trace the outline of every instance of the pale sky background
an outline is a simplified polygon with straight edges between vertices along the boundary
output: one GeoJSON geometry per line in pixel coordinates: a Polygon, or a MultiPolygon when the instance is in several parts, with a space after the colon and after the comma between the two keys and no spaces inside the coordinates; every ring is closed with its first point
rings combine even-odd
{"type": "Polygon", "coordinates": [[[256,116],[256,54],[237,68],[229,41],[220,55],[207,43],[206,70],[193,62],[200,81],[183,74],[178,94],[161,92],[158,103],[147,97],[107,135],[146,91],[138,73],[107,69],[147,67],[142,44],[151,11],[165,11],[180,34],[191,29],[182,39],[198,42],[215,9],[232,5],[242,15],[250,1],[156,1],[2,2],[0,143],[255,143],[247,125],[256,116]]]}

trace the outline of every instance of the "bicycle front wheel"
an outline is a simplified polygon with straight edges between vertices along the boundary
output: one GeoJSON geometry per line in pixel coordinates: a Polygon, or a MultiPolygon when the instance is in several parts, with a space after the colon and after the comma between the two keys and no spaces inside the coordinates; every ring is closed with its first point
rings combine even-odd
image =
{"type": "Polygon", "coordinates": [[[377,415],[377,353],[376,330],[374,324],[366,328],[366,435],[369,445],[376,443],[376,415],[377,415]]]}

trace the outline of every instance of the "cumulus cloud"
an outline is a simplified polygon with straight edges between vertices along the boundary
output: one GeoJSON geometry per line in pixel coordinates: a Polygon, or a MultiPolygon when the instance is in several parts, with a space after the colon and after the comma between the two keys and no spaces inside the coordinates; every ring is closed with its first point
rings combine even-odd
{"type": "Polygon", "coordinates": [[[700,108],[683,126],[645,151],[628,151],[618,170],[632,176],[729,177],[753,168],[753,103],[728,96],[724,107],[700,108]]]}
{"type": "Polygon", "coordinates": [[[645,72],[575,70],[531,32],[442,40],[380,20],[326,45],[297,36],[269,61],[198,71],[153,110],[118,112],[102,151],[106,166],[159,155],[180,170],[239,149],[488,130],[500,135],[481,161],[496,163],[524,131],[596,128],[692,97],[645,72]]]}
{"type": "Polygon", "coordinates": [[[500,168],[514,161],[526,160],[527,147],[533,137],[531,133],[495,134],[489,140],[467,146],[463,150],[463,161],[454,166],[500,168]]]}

------

What you are asked to do
Print the material verbatim, all of it.

Solved exercise
trace the outline of every instance of the pale sky background
an outline is a simplified polygon with straight edges between vertices along the boundary
output: one GeoJSON geometry per line in pixel coordinates: a Polygon, or a MultiPolygon when the instance is in several parts, with a space after the colon and after the comma between the two keys and no spaces inside the coordinates; every ring is closed with its first point
rings combine even-odd
{"type": "Polygon", "coordinates": [[[256,116],[256,54],[237,68],[229,41],[220,55],[207,43],[206,70],[193,62],[200,81],[183,74],[178,94],[161,92],[158,103],[147,97],[107,135],[146,91],[138,73],[107,69],[147,67],[142,44],[151,11],[165,11],[180,34],[191,29],[182,39],[198,42],[215,9],[232,5],[242,15],[250,1],[156,1],[2,2],[0,143],[255,143],[247,125],[256,116]]]}

trace the outline of every instance of the "bicycle front wheel"
an outline is a simplified polygon with straight edges between vertices along the boundary
output: one GeoJSON geometry per line in pixel coordinates: a Polygon, or a MultiPolygon when the instance is in several parts, with a space after the colon and after the comma between the two keys and no spaces inside the coordinates; every ring is closed with its first point
rings combine even-odd
image =
{"type": "Polygon", "coordinates": [[[377,415],[377,353],[376,330],[374,324],[366,328],[366,435],[369,445],[376,443],[376,415],[377,415]]]}

trace the outline of every instance of the "cumulus cloud"
an outline is a simplified polygon with straight edges between vertices along the boundary
output: one GeoJSON geometry per line in pixel coordinates: a Polygon, or a MultiPolygon when the instance is in several parts, with a space after the colon and after the comma between the two keys and no spaces inside the coordinates; every ring is closed with its first point
rings combine even-odd
{"type": "Polygon", "coordinates": [[[700,108],[683,126],[645,151],[628,151],[618,170],[632,176],[729,177],[753,168],[753,103],[728,96],[724,107],[700,108]]]}
{"type": "Polygon", "coordinates": [[[645,72],[575,70],[531,32],[442,40],[380,20],[326,45],[297,36],[269,61],[198,71],[153,110],[118,112],[102,151],[106,166],[159,155],[180,170],[239,149],[488,130],[500,135],[481,161],[496,163],[524,131],[596,128],[692,97],[645,72]]]}
{"type": "Polygon", "coordinates": [[[500,168],[514,161],[526,160],[527,147],[533,137],[531,133],[495,134],[489,140],[467,146],[463,150],[463,161],[454,166],[500,168]]]}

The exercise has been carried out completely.